▶ [Entries from a dataset]
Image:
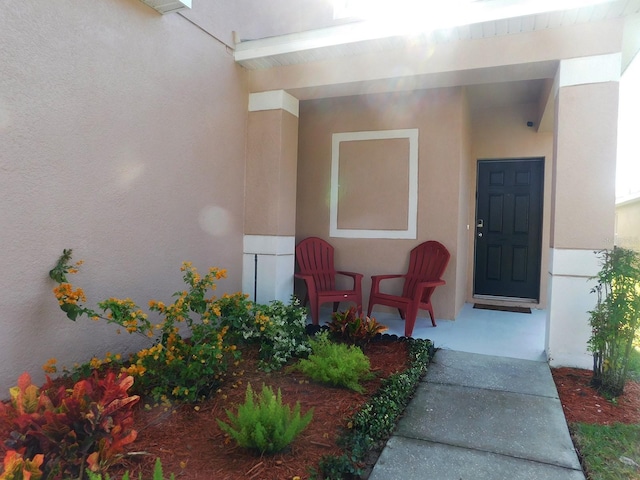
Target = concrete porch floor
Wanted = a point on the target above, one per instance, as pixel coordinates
(488, 332)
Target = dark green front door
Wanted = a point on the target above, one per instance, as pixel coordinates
(508, 229)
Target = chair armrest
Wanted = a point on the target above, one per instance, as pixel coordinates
(357, 278)
(376, 279)
(349, 274)
(308, 280)
(422, 286)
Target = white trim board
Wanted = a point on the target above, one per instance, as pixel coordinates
(412, 199)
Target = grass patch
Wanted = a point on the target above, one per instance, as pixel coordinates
(607, 450)
(634, 363)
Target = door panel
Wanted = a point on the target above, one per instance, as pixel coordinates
(509, 228)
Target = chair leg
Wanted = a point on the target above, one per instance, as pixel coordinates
(315, 312)
(410, 321)
(433, 317)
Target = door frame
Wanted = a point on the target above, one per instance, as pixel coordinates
(474, 295)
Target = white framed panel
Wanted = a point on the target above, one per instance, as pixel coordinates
(410, 232)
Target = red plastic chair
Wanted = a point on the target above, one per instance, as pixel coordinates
(427, 263)
(315, 263)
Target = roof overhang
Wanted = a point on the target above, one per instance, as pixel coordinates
(480, 19)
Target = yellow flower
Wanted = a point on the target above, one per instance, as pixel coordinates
(50, 366)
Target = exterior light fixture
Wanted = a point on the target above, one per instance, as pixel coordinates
(168, 6)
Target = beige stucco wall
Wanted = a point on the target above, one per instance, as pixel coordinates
(122, 136)
(584, 192)
(271, 173)
(439, 116)
(502, 133)
(628, 224)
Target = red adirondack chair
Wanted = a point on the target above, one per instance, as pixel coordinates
(427, 263)
(315, 263)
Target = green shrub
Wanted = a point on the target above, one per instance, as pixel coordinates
(336, 364)
(263, 423)
(372, 425)
(279, 329)
(615, 319)
(157, 474)
(183, 367)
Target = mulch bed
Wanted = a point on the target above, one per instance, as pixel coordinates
(191, 445)
(583, 403)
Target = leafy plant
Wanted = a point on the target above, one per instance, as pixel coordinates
(375, 421)
(336, 364)
(16, 467)
(279, 329)
(615, 319)
(608, 452)
(174, 366)
(88, 424)
(263, 423)
(157, 474)
(354, 328)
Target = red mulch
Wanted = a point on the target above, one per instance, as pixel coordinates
(191, 445)
(582, 403)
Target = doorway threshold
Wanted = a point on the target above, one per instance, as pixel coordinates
(502, 308)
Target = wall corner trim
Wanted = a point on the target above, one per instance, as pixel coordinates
(594, 69)
(274, 100)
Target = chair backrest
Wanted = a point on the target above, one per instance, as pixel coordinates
(427, 261)
(315, 257)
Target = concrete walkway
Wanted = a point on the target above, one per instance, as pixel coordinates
(478, 416)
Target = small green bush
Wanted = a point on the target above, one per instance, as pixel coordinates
(336, 364)
(279, 329)
(157, 474)
(263, 423)
(355, 329)
(372, 425)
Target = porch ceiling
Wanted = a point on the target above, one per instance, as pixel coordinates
(482, 19)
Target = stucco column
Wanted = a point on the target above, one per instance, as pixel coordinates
(583, 199)
(270, 196)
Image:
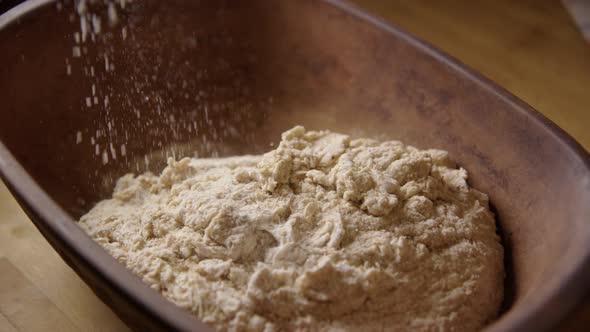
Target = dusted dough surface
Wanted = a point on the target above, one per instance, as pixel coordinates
(324, 233)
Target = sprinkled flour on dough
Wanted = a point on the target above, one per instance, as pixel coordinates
(324, 233)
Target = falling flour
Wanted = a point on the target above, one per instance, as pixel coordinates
(324, 233)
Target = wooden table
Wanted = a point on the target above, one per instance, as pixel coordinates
(530, 47)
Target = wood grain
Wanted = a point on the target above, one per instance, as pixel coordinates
(530, 47)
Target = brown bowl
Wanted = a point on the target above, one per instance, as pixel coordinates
(226, 77)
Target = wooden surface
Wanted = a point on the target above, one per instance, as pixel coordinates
(532, 48)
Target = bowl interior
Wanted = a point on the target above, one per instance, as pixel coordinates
(183, 78)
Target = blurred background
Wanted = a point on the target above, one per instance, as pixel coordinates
(535, 49)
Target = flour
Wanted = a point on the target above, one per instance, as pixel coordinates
(324, 233)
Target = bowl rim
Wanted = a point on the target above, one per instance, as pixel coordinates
(58, 227)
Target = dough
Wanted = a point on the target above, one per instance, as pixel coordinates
(324, 233)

▶ [WRITTEN TASK] Convert every line of the entries above into a JSON array of strings, one string per line, with blank lines skipped and the pictures omitted.

▶ [WRITTEN SOLUTION]
[
  "Image:",
  "Target = concrete porch floor",
  "Wanted = a point on the target above, one per instance, as pixel coordinates",
  "(488, 332)",
  "Target = dark green front door",
  "Wanted = a point on the target above, one per instance, as pixel coordinates",
  "(508, 229)",
  "Target = chair armrest",
  "Wanted = a point on the target above, one per instance, as pixel coordinates",
  "(357, 278)",
  "(376, 279)",
  "(349, 274)",
  "(308, 280)",
  "(422, 286)",
  "Target = white trim board",
  "Wanted = a point on the target above, one per instance, as pixel coordinates",
  "(412, 199)",
  "Target = grass patch",
  "Wanted = a point on the target above, one per instance, as pixel coordinates",
  "(607, 450)",
  "(634, 363)",
  "Target = door panel",
  "Wanted = a point on the target above, one per instance, as pixel coordinates",
  "(509, 228)",
  "Target = chair leg",
  "Wanted = a point on the target above, one per instance, as pixel coordinates",
  "(315, 312)",
  "(410, 321)",
  "(433, 317)",
  "Target = door frame",
  "Wanted = a point on the target above, one per instance, as pixel coordinates",
  "(474, 295)",
  "Target = white framed panel",
  "Wanted = a point on the target above, one per instance, as pixel coordinates",
  "(410, 232)",
  "Target = red plastic chair",
  "Wanted = a point on the target above, one per instance, as pixel coordinates",
  "(427, 263)",
  "(315, 263)",
  "Target = roof overhang",
  "Wanted = a point on the target above, one per instance, as pixel coordinates",
  "(480, 19)",
  "Target = yellow flower",
  "Wanted = a point on the target above, one per instance, as pixel coordinates",
  "(50, 366)",
  "Target = exterior light fixture",
  "Wanted = a point on the target above, one per instance, as pixel coordinates",
  "(168, 6)",
  "Target = beige stucco wall",
  "Wanted = a point on the target above, one per instance, as pixel coordinates",
  "(122, 136)",
  "(584, 192)",
  "(271, 173)",
  "(439, 116)",
  "(502, 133)",
  "(628, 224)",
  "Target = red adirondack chair",
  "Wanted = a point on the target above, one per instance, as pixel coordinates",
  "(427, 263)",
  "(315, 263)",
  "Target = green shrub",
  "Wanted = a point on the target above, one per instance, as pixel coordinates",
  "(336, 364)",
  "(263, 423)",
  "(372, 425)",
  "(279, 329)",
  "(615, 319)",
  "(157, 474)",
  "(183, 367)",
  "Target = mulch bed",
  "Wanted = a point on the target above, one per instance, as pixel coordinates",
  "(191, 445)",
  "(583, 403)",
  "Target = leafy plant",
  "Wanted = a point on the target above, one per instance, as pixel coordinates",
  "(375, 421)",
  "(336, 364)",
  "(16, 467)",
  "(279, 329)",
  "(615, 319)",
  "(608, 452)",
  "(174, 366)",
  "(88, 424)",
  "(263, 423)",
  "(157, 474)",
  "(354, 328)",
  "Target = red mulch",
  "Wanted = a point on the target above, one per instance, as pixel coordinates",
  "(191, 445)",
  "(582, 403)",
  "Target = doorway threshold",
  "Wanted = a point on the target above, one per instance, as pixel coordinates",
  "(502, 308)",
  "Target = wall corner trim",
  "Wanted = a point on the target above, one per instance, as pixel coordinates",
  "(594, 69)",
  "(274, 100)",
  "Target = chair backrest",
  "Wanted = a point on the target above, one per instance, as pixel coordinates",
  "(427, 261)",
  "(315, 257)",
  "Target = concrete walkway",
  "Wanted = a point on the target above, one per instance, as pixel coordinates",
  "(478, 416)",
  "Target = small green bush",
  "Wanted = a point on the target above, one per instance, as pixel coordinates",
  "(336, 364)",
  "(279, 329)",
  "(157, 474)",
  "(263, 423)",
  "(355, 329)",
  "(372, 425)",
  "Target = porch ceiling",
  "Wanted = a point on the target above, one per instance, as pixel coordinates",
  "(482, 19)",
  "Target = stucco column",
  "Wanted = a point on the target above, one per instance, as pixel coordinates",
  "(583, 199)",
  "(270, 196)",
  "Image:",
  "Target = dusted dough surface",
  "Wanted = a point on the target above, one per instance, as pixel coordinates",
  "(324, 233)",
  "Target = sprinkled flour on dough",
  "Wanted = a point on the target above, one per instance, as pixel coordinates",
  "(324, 233)",
  "Target = falling flour",
  "Wanted = a point on the target above, one per instance, as pixel coordinates",
  "(324, 233)",
  "Target = wooden table",
  "Wanted = a point on the target above, one per instance, as pixel coordinates",
  "(530, 47)",
  "Target = wood grain",
  "Wanted = a point on the target above, one per instance, as pixel coordinates",
  "(530, 47)",
  "Target = brown bowl",
  "Wanted = a point on the target above, one per instance, as pixel coordinates",
  "(226, 77)",
  "Target = wooden surface",
  "Wanted = a point on the target above, one per instance, as pixel coordinates",
  "(532, 48)",
  "Target = bowl interior",
  "Wanted = a point on the target above, one per instance, as pixel coordinates",
  "(183, 78)",
  "Target = blurred background",
  "Wanted = a point on the target above, one per instance, as pixel coordinates",
  "(535, 49)",
  "Target = flour",
  "Wanted = a point on the target above, one per instance, as pixel coordinates",
  "(324, 233)",
  "Target = bowl rim",
  "Wanted = a point on the target above, one per instance, as pixel coordinates",
  "(58, 227)",
  "Target = dough",
  "Wanted = a point on the target above, one per instance, as pixel coordinates",
  "(324, 233)"
]